● DATA SUPPLIED:
========================================================================
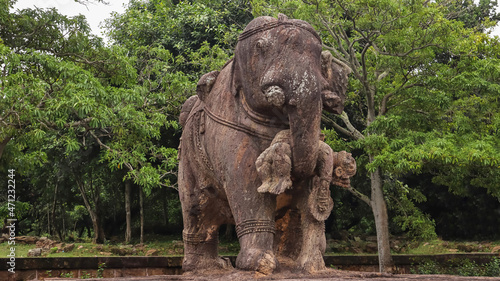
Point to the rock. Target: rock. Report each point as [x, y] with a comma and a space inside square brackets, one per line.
[68, 248]
[152, 252]
[466, 248]
[26, 240]
[495, 249]
[35, 252]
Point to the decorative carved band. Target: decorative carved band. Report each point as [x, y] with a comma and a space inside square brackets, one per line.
[197, 238]
[252, 226]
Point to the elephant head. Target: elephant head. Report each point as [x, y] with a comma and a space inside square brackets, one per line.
[278, 71]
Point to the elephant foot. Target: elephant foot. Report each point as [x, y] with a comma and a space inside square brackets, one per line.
[311, 263]
[276, 187]
[261, 261]
[194, 262]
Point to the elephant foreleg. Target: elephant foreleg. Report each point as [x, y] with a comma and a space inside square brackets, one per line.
[202, 216]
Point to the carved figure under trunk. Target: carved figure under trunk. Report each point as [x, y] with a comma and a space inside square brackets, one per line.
[251, 153]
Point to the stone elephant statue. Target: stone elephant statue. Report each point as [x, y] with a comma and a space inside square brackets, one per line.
[251, 153]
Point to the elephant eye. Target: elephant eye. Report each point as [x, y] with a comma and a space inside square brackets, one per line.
[262, 44]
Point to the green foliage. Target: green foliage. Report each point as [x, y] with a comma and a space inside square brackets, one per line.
[100, 269]
[493, 268]
[461, 267]
[427, 267]
[423, 93]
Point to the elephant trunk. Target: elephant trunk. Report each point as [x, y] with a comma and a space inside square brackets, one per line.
[304, 119]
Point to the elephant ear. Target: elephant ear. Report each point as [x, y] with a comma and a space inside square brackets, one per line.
[235, 77]
[335, 74]
[205, 84]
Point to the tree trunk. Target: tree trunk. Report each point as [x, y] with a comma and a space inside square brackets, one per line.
[128, 216]
[165, 207]
[94, 215]
[379, 209]
[3, 144]
[53, 214]
[141, 203]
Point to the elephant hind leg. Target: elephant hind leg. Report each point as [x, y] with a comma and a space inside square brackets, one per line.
[202, 254]
[203, 213]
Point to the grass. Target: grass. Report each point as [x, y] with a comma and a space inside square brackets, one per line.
[173, 246]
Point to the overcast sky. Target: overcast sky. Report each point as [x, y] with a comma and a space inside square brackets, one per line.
[94, 12]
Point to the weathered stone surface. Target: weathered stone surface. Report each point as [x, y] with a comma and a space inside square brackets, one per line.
[152, 252]
[35, 252]
[251, 152]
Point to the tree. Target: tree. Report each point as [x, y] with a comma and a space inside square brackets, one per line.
[61, 86]
[199, 37]
[400, 89]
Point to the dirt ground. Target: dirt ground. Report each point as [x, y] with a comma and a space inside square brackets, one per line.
[327, 275]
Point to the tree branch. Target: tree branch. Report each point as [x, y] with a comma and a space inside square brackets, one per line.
[357, 135]
[359, 195]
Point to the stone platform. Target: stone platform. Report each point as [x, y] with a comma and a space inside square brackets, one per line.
[328, 275]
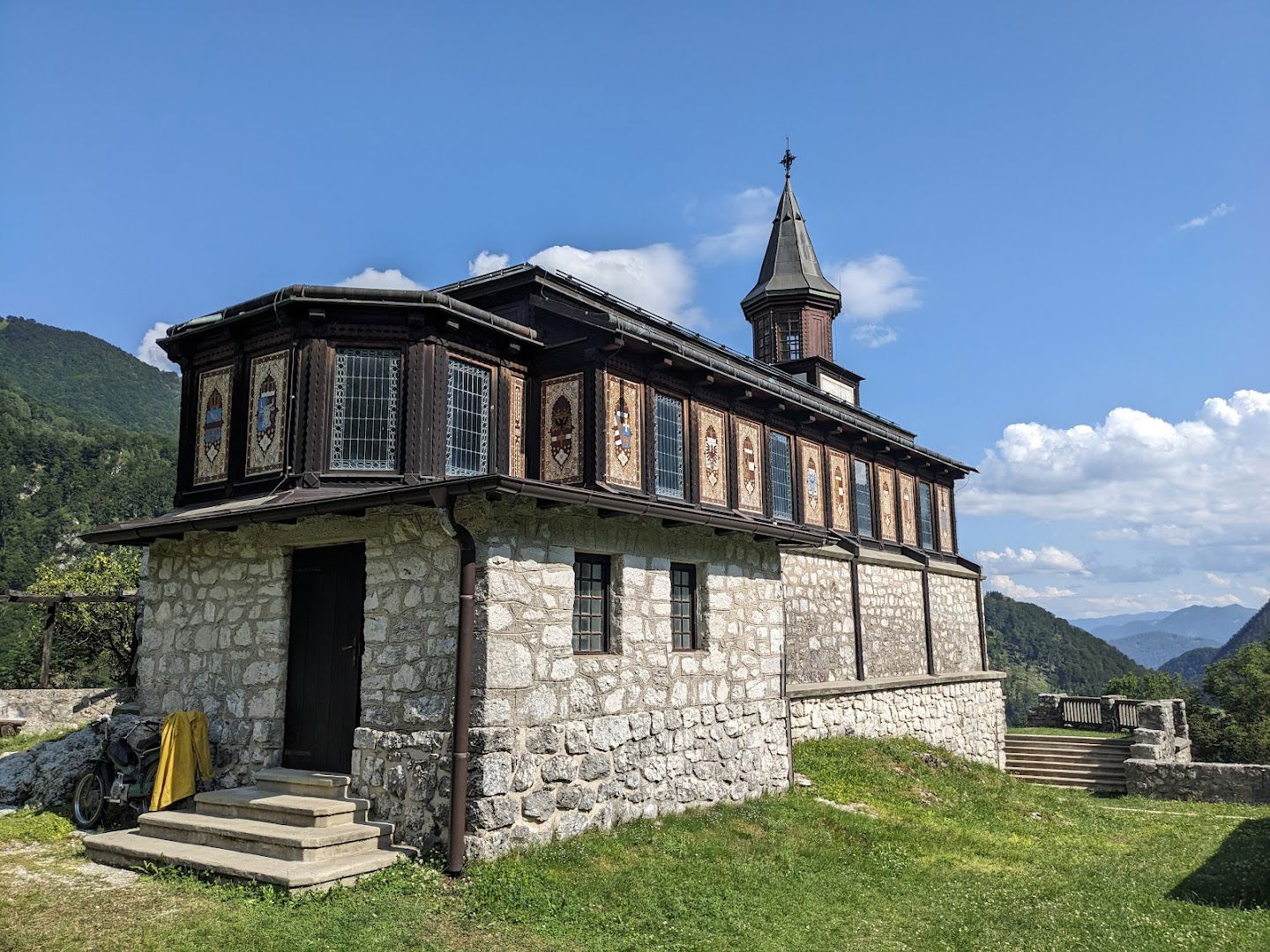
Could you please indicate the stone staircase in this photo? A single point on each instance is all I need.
(294, 828)
(1088, 763)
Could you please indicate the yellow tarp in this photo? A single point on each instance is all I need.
(182, 750)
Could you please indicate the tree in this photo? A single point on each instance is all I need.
(94, 643)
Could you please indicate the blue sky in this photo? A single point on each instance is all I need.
(1039, 213)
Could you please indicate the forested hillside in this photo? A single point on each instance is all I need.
(95, 381)
(1044, 654)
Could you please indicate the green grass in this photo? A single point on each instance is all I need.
(938, 854)
(1068, 733)
(26, 741)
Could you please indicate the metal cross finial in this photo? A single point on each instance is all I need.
(788, 159)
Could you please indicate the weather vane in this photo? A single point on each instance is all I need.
(788, 159)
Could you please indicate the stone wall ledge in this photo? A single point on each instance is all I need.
(863, 687)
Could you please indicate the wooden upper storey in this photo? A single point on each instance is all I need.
(540, 377)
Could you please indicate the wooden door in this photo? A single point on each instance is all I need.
(324, 658)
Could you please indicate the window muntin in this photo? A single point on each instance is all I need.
(591, 603)
(684, 607)
(863, 492)
(363, 433)
(925, 516)
(669, 439)
(782, 475)
(467, 420)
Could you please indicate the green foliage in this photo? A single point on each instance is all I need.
(93, 643)
(97, 381)
(1044, 654)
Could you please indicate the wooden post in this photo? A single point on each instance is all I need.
(49, 617)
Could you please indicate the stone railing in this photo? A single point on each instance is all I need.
(58, 707)
(1160, 763)
(1109, 712)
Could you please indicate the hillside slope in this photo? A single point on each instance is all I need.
(95, 381)
(1044, 654)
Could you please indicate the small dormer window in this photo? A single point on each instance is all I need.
(363, 432)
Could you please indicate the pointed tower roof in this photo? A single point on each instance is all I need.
(790, 267)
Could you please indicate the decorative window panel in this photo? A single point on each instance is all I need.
(712, 456)
(862, 480)
(907, 509)
(669, 442)
(562, 429)
(944, 504)
(267, 429)
(840, 490)
(516, 424)
(213, 450)
(926, 518)
(363, 435)
(467, 419)
(813, 481)
(624, 460)
(782, 476)
(886, 502)
(750, 466)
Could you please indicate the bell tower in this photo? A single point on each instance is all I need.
(793, 306)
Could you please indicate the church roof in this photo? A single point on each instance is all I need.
(790, 267)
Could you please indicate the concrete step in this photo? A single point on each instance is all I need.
(133, 850)
(290, 809)
(306, 784)
(270, 839)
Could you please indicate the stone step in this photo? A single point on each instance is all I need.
(306, 784)
(290, 809)
(133, 850)
(268, 839)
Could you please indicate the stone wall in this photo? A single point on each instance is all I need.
(955, 623)
(216, 628)
(582, 741)
(819, 637)
(966, 716)
(892, 621)
(60, 707)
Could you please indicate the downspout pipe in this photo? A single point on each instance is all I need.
(456, 856)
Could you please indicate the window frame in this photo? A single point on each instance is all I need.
(606, 565)
(773, 438)
(395, 418)
(859, 518)
(485, 417)
(693, 632)
(683, 493)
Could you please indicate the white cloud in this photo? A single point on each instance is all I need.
(874, 288)
(1047, 559)
(1200, 221)
(658, 277)
(750, 221)
(1194, 481)
(390, 279)
(1009, 587)
(873, 334)
(149, 351)
(487, 262)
========================================================================
● WORK TO BE COMPLETED:
Copy out every row above word for word, leaving out the pictures.

● ANSWER TO THIS PROBLEM:
Point to the rock. Target: rock. Report each point as [x, y] with a comma and a space inside square brackets, one per line.
[68, 248]
[152, 252]
[466, 248]
[26, 240]
[495, 249]
[35, 252]
Point to the decorative carved band. Target: decorative carved band. Report each point as [x, y] with a comma and a space inside square brackets, one per line.
[197, 238]
[252, 226]
Point to the elephant head. Target: elephant head. Report each point as [x, y] with a comma and a space inside square brackets, one per line.
[278, 71]
Point to the elephant foot. Target: elephant foot. Report each point as [x, y] with a comma and a space inside square brackets, one per line.
[311, 263]
[276, 187]
[261, 261]
[194, 262]
Point to the elephant foreleg. Target: elephant foreleg. Report each point as [x, y] with a comma and a space inside square brackets, one per line.
[202, 216]
Point to the carved figure under trunk. Target: carved figure under trunk. Report each point as [x, y] with a comma and a space inside square brackets, one per line.
[251, 153]
Point to the stone elephant statue. Target: stone elephant statue. Report each point as [x, y] with a comma and a space inside square brackets, one per line.
[251, 153]
Point to the elephant eye. Target: elephant eye. Report each point as [x, y] with a comma and a space inside square brackets, one per line.
[262, 44]
Point to the green foliage. Target: green foliage. Report each point as [x, y] with a comma and a space inside square brackets, one per line.
[100, 269]
[493, 268]
[461, 267]
[427, 267]
[423, 93]
Point to the elephant trunk. Target: elephant trunk. Report each point as [x, y] with a comma and a space inside square brackets, one per line.
[304, 119]
Point to the elephant ear. Target: elephant ear. Report each point as [x, y] with a comma and a space inside square brackets, one per line.
[235, 77]
[335, 74]
[205, 84]
Point to the tree trunk. Target: tree trunk. Report each point as [x, y] with a comma and a space inside square brackets, one per line.
[128, 216]
[165, 207]
[94, 215]
[379, 209]
[3, 144]
[53, 214]
[141, 203]
Point to the elephant hind leg. Target: elephant hind leg. Report each point as [x, y] with a comma and a space inside square brackets, one per line.
[202, 254]
[203, 213]
Point to the grass. Target: grass. Report each point as [x, y] with a comma and a space inside square brackets, one per line.
[173, 246]
Point to the overcast sky. Target: overcast sky. Report each point as [x, y] with a comma and a space inside square brackets, one per line.
[94, 12]
Point to the weathered stone surface. Target: weathered stone surface. Report each point as [x, y] with a comma and a space inside square brackets, one per line.
[152, 252]
[35, 252]
[251, 152]
Point to the tree. Target: tree. Report each point as [x, y] with a comma and a space inside square brackets, one per line.
[61, 86]
[199, 37]
[400, 89]
Point to the dirt ground. Target: dirt ground. Report each point as [x, y] with a comma and a space inside square brackets, one per line.
[327, 275]
Point to the tree branch. Target: tree branch. Report each point as [x, y] with a comma and a space inside square brackets, one per line.
[357, 135]
[359, 195]
Point to the stone platform. Target: stone platform. Report each point as [x, y] with a comma and a space inside square brackets, one per line.
[328, 275]
Could you please indicate the stone staircase in this photo? A single point on each instance is all I need.
(294, 828)
(1088, 763)
Could you please indicate the yellow tarp in this photo? A single point on each instance is all I need.
(182, 750)
Could you please indicate the tree in this photo? A single point on each instance is all I need.
(94, 643)
Could you please indicate the blue sky in this photo? A single point on each instance is all I need.
(1039, 213)
Could you please indicate the forested hillside in this photo? A single point on each instance is all I need.
(95, 381)
(1044, 654)
Could you please indicate the green grass in this photo? A single point on each instance is all I need.
(938, 854)
(1068, 733)
(26, 741)
Could you please indicate the metal cross finial in this photo? A single point on each instance is all I need.
(788, 159)
Could you please indicate the weather vane in this photo? A single point on each instance is all I need.
(788, 159)
Could you please indicate the stone wall ledge in this photo? A single point on each instance is all I need.
(863, 687)
Could you please indicate the wooden upper storey in this photo? A single point on each instance is all I need.
(540, 377)
Could you please indicate the wooden door in this photo? A single point on each instance is all I need.
(324, 658)
Could you please indicate the window muntin in this photo? A single point on each instance is all I need.
(591, 603)
(684, 607)
(863, 492)
(363, 433)
(925, 516)
(669, 439)
(782, 475)
(467, 420)
Could you please indicate the green foliage in this photo? A single point on each instance is all I need.
(93, 643)
(97, 381)
(1044, 654)
Could you please indicate the wooden post in this photo? A single point on each instance is all I need.
(49, 617)
Could you please indicate the stone railing in this photo? A single point on each instance is all I need.
(58, 707)
(1160, 763)
(1109, 712)
Could you please indicate the hillside slope in this photo? A single point on each instance is all I need.
(95, 381)
(1044, 654)
Could you please indicate the small dormer window in this photo? A single point on each instance is all I need.
(363, 432)
Could you please indicate the pointed tower roof in this photo? A single point on each instance is all I need.
(790, 267)
Could you please indicate the decorative window panel in this photo? A single point on each instance is all I need.
(712, 456)
(862, 480)
(907, 509)
(669, 442)
(562, 429)
(944, 504)
(267, 429)
(840, 490)
(516, 424)
(213, 450)
(926, 518)
(363, 435)
(467, 419)
(813, 481)
(624, 460)
(782, 476)
(886, 502)
(750, 466)
Could you please indicate the bell tower in this photo? A single point on each instance is all I need.
(793, 306)
Could you please indicate the church roof in this photo? A single point on each instance is all I need.
(790, 267)
Could you please indicate the concrete step in this photo? A single point on each instance is all I need.
(133, 850)
(290, 809)
(306, 784)
(270, 839)
Could you please indicate the stone step in this photo? A single point on each instance is all I need.
(306, 784)
(290, 809)
(133, 850)
(268, 839)
Could you please indicate the stone wall in this photo? A single point on each instance is all I need.
(955, 623)
(216, 628)
(582, 741)
(819, 637)
(966, 716)
(892, 621)
(60, 707)
Could you please indicate the downspout pipe in this photo? A single point on each instance is all I need.
(456, 856)
Could you please indicate the window frame in this photo? A single point on each instance is all I need.
(606, 565)
(773, 438)
(395, 418)
(859, 518)
(485, 417)
(693, 632)
(683, 493)
Could you please indicate the white cloud in this photo? A single point on each instance is all I need.
(874, 288)
(1047, 559)
(1200, 221)
(658, 277)
(750, 221)
(1194, 481)
(390, 279)
(1009, 587)
(873, 334)
(149, 351)
(487, 262)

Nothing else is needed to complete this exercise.